PROBLEM DESCRIPTION | With the pictures left out, copy the records below exactly from the first line down to the line holding "column 289, row 93", and include that line.
===== RECORDS FOR THE TASK =====
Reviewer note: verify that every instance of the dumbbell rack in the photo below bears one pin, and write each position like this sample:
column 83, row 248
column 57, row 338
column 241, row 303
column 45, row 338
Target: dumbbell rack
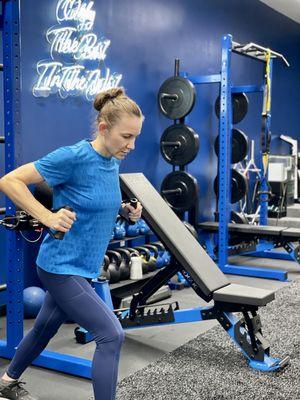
column 225, row 136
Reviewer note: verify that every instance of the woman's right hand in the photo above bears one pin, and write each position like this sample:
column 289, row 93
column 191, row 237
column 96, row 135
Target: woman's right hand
column 61, row 221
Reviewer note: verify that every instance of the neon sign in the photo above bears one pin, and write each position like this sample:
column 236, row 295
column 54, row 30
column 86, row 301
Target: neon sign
column 77, row 55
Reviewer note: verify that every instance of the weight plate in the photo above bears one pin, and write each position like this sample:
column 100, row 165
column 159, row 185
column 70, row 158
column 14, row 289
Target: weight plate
column 180, row 190
column 239, row 147
column 182, row 103
column 179, row 144
column 239, row 186
column 239, row 107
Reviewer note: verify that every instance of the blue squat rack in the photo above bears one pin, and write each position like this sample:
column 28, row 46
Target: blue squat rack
column 14, row 262
column 224, row 173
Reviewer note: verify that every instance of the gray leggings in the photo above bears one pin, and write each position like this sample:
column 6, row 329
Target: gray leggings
column 72, row 297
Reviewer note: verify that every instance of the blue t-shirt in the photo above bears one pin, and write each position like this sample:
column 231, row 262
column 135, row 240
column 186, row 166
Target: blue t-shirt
column 89, row 183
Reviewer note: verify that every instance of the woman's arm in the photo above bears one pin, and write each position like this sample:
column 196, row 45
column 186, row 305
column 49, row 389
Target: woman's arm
column 14, row 185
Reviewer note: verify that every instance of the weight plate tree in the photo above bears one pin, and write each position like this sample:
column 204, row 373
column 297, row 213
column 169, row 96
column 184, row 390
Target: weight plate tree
column 239, row 185
column 239, row 147
column 176, row 97
column 179, row 144
column 239, row 107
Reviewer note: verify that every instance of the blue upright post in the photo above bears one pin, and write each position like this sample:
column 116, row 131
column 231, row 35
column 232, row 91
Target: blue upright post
column 224, row 150
column 12, row 116
column 263, row 216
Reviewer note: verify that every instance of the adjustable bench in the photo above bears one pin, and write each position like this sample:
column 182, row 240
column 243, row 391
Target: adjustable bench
column 204, row 276
column 280, row 236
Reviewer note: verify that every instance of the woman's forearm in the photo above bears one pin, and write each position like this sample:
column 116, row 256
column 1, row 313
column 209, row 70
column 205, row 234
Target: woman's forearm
column 19, row 193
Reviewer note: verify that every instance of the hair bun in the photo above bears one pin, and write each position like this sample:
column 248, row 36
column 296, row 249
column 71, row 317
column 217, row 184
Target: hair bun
column 103, row 97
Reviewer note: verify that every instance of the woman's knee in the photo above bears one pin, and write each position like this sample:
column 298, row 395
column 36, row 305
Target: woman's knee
column 114, row 334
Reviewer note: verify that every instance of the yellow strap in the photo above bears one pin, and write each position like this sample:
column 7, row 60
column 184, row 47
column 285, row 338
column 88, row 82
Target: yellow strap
column 268, row 81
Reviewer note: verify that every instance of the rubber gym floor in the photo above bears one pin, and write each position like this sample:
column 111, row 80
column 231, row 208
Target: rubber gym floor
column 141, row 347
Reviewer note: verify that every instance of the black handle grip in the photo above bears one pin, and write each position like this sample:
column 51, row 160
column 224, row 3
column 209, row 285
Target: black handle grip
column 133, row 203
column 60, row 235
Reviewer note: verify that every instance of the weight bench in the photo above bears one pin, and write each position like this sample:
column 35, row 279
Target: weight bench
column 203, row 275
column 281, row 236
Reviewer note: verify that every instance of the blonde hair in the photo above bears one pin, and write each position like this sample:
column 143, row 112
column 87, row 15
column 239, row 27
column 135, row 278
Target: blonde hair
column 112, row 104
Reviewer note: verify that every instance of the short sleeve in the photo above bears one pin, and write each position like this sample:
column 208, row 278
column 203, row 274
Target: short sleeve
column 56, row 167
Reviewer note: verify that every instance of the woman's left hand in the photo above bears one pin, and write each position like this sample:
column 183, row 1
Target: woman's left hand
column 134, row 214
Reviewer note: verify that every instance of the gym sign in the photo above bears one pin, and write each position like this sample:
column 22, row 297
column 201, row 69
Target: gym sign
column 77, row 64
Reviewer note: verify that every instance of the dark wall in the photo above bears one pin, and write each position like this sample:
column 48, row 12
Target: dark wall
column 146, row 36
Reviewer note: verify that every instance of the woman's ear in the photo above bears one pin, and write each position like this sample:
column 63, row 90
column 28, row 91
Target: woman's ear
column 102, row 128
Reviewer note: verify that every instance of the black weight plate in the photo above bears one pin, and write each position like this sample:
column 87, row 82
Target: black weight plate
column 187, row 148
column 189, row 190
column 239, row 186
column 183, row 105
column 239, row 107
column 239, row 148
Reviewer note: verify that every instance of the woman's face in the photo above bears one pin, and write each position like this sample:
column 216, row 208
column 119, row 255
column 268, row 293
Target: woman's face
column 119, row 140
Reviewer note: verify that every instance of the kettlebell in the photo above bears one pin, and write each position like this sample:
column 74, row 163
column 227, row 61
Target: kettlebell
column 136, row 268
column 150, row 262
column 143, row 227
column 105, row 275
column 125, row 263
column 145, row 256
column 115, row 260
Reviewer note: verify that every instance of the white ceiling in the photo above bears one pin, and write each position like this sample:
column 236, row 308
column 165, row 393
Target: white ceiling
column 290, row 8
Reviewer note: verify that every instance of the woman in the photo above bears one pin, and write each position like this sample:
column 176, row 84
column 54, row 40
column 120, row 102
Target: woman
column 85, row 177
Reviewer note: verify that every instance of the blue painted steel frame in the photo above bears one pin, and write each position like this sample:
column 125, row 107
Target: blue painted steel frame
column 195, row 315
column 225, row 128
column 225, row 165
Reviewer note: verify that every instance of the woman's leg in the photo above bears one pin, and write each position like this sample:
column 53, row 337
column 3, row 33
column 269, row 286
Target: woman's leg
column 45, row 327
column 75, row 296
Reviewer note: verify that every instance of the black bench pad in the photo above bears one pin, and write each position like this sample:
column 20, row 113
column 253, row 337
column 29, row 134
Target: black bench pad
column 185, row 248
column 240, row 294
column 255, row 230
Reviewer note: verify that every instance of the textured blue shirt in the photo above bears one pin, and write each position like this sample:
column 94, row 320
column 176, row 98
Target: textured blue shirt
column 89, row 183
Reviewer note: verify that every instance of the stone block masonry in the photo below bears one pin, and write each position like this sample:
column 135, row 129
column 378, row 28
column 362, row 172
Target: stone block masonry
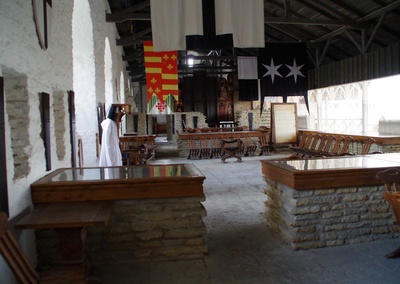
column 328, row 217
column 144, row 230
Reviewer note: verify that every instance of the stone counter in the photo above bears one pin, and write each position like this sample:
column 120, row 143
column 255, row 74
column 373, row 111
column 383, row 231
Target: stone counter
column 327, row 212
column 144, row 230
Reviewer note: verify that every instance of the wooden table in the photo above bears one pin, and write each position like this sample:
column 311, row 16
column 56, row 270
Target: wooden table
column 329, row 172
column 70, row 221
column 118, row 183
column 175, row 190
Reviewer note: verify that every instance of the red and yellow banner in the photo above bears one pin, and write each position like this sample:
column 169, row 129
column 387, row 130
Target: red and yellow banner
column 161, row 79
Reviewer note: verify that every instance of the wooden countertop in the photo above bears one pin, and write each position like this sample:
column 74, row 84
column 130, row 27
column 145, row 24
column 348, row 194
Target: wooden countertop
column 331, row 172
column 118, row 183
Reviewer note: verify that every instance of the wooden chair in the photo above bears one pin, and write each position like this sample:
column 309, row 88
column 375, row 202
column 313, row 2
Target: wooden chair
column 215, row 147
column 23, row 270
column 308, row 141
column 264, row 142
column 231, row 149
column 391, row 180
column 194, row 151
column 310, row 152
column 249, row 145
column 345, row 146
column 321, row 144
column 205, row 148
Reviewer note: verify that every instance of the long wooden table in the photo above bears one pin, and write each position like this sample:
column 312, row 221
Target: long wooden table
column 118, row 183
column 218, row 135
column 319, row 173
column 146, row 199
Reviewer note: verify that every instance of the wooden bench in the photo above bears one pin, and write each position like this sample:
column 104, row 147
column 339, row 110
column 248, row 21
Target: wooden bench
column 69, row 220
column 23, row 270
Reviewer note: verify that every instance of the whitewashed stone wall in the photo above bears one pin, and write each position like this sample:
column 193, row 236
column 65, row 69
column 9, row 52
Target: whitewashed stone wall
column 29, row 70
=====
EXERCISE RESPONSE |
Reviewer note: verify that every instance of the dumbbell rack in the photo below bears one pin, and write each position like this sample:
column 83, row 248
column 57, row 338
column 241, row 303
column 45, row 338
Target: dumbbell rack
column 225, row 136
Reviewer note: verify that every instance of the woman's right hand in the photo above bears one pin, and write each position like this sample:
column 289, row 93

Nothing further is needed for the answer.